§ Work to do
Only the lines from the line holding "Task: where can the pebble" to the last line should be output, each exactly as given.

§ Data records
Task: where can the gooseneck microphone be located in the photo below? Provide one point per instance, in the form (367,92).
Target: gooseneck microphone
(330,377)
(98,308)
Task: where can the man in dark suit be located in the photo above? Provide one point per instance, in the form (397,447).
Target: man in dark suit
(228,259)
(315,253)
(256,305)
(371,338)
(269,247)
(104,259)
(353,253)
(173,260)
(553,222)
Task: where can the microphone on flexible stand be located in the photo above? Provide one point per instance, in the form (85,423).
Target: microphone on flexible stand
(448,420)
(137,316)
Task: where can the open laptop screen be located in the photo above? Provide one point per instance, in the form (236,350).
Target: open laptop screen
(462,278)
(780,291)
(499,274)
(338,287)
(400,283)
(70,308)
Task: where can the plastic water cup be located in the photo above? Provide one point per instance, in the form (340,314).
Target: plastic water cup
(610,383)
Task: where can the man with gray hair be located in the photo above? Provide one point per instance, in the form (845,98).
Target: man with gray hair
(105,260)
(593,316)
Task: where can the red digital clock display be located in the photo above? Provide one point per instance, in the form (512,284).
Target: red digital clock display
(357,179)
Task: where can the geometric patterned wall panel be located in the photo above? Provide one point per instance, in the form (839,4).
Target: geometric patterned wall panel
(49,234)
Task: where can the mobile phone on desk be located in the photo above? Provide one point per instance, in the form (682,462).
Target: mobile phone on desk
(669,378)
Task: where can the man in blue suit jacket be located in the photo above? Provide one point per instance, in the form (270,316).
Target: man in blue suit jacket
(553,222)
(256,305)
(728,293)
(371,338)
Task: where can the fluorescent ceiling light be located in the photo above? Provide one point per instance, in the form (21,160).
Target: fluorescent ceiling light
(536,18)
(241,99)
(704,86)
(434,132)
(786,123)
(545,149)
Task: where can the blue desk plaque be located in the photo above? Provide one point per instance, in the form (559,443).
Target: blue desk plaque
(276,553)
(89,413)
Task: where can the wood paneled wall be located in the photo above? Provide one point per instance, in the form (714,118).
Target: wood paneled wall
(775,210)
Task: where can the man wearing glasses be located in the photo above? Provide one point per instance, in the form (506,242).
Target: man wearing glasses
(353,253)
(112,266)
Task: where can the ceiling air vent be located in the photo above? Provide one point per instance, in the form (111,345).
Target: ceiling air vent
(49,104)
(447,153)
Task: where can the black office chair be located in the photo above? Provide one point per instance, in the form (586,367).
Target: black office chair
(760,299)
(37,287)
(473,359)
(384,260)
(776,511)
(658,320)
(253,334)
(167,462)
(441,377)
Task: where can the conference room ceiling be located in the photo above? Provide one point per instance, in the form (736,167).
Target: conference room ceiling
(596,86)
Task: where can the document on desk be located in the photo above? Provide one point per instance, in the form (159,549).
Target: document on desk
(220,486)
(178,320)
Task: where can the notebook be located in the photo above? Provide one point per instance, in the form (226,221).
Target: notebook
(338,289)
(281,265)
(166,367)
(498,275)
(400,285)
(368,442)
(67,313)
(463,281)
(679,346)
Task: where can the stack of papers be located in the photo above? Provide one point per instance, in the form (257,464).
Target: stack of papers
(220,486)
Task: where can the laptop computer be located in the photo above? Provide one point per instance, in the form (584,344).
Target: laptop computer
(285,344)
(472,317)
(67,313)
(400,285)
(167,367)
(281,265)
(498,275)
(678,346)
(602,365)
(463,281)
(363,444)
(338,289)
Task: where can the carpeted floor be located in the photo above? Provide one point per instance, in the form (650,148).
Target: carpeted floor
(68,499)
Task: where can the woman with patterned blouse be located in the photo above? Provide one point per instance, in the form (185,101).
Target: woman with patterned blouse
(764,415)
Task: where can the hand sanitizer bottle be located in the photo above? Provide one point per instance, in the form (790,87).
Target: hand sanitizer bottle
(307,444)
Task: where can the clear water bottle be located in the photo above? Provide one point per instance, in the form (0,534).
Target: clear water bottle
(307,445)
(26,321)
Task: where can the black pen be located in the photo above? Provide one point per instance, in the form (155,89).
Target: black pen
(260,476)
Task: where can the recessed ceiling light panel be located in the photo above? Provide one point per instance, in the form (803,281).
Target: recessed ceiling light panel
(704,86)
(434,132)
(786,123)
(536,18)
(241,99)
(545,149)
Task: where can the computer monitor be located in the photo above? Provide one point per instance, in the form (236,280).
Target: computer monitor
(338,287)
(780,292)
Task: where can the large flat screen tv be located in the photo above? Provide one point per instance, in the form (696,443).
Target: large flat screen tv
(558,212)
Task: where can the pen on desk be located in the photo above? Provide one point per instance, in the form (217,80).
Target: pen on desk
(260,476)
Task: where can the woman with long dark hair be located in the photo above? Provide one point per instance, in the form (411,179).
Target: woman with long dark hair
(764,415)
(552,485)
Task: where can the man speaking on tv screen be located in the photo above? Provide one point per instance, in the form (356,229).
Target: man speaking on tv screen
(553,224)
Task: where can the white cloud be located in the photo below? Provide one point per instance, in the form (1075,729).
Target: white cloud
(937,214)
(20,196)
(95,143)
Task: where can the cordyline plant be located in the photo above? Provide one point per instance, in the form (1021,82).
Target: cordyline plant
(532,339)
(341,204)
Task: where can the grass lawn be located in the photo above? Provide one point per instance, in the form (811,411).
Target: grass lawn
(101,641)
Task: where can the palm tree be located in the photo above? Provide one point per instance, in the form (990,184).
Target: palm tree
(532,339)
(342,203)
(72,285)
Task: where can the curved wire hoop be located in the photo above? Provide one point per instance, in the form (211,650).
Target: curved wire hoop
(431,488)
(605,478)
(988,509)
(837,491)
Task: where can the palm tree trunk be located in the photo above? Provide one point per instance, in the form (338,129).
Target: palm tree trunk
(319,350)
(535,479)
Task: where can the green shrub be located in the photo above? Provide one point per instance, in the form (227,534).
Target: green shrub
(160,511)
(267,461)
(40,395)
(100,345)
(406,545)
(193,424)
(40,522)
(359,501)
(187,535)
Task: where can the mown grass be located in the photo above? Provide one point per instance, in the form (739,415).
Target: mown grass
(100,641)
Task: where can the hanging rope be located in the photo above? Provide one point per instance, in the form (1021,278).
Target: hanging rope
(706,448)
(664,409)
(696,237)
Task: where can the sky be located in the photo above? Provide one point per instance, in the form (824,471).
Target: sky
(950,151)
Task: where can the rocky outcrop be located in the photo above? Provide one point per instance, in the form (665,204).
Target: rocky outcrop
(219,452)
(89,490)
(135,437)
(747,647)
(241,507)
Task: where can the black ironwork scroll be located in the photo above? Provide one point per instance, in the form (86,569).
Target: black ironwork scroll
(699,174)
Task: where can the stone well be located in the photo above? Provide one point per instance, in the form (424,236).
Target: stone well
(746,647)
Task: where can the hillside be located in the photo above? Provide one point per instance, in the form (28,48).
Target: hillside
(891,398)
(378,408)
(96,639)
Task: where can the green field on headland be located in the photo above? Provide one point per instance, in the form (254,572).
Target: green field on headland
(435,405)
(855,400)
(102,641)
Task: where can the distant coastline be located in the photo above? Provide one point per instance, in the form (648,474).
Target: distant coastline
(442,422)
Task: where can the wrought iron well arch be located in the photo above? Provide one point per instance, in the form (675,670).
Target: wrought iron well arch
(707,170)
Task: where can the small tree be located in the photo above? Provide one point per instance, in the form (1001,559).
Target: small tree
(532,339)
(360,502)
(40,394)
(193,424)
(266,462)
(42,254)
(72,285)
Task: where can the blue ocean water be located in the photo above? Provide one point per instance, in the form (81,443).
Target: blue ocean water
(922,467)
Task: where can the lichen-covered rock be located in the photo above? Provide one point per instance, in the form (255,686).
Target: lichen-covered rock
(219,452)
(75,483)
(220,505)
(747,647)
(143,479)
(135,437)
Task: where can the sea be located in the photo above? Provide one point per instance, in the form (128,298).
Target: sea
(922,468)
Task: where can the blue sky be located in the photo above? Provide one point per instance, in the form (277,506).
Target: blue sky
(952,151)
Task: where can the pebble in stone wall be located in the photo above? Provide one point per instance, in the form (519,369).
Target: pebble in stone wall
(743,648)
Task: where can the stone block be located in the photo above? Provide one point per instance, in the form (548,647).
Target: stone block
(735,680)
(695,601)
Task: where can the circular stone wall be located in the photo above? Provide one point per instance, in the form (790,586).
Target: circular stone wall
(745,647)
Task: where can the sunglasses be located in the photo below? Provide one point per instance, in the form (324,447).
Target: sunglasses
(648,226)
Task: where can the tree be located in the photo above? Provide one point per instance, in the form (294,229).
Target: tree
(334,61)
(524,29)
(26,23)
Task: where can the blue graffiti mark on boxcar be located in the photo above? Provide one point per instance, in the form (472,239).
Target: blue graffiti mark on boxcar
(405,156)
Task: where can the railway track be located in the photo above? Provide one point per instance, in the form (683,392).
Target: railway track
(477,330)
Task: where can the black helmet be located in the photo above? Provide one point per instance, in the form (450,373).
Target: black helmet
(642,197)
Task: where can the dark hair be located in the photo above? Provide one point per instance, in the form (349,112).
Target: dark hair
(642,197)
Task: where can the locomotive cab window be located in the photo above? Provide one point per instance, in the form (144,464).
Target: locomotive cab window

§ In response
Task: where can the pebble in stone wall be located in the photo above? Provide one point per instance, in the form (519,369).
Target: pebble in stone wall
(743,648)
Task: where can the stone block be located in the photo above? Provide one point per instance, in the form (548,647).
Target: stone block
(735,680)
(695,601)
Task: where can the circular stone wall be located in the photo above? Provide one point per instance, in the form (790,586).
Target: circular stone wall
(745,647)
Task: where can the sunglasses be located in the photo below? Provide one point per instance, in the form (324,447).
Target: sunglasses
(648,226)
Task: where can the tree be located in the photo above? Provide one point per instance, in the form (294,229).
Target: tree
(334,61)
(524,29)
(26,23)
Task: where can the blue graffiti mark on boxcar be located in the photo above? Provide one point per instance, in the form (472,239).
Target: blue graffiti mark on boxcar
(405,156)
Task: where can the railway track be located in the photo above? Provide one point per instance, in the form (683,392).
Target: railway track
(477,330)
Task: where can the black helmet be located in the photo above? Provide one point per instance, in the form (450,373).
Target: black helmet
(642,197)
Task: where can the dark hair be located in the photo above? Provide one point per instance, in the form (349,112).
Target: dark hair
(642,197)
Task: where can the locomotive cab window be located in the photo above? Provide one point per instance, in the form (144,464).
Target: locomotive cab window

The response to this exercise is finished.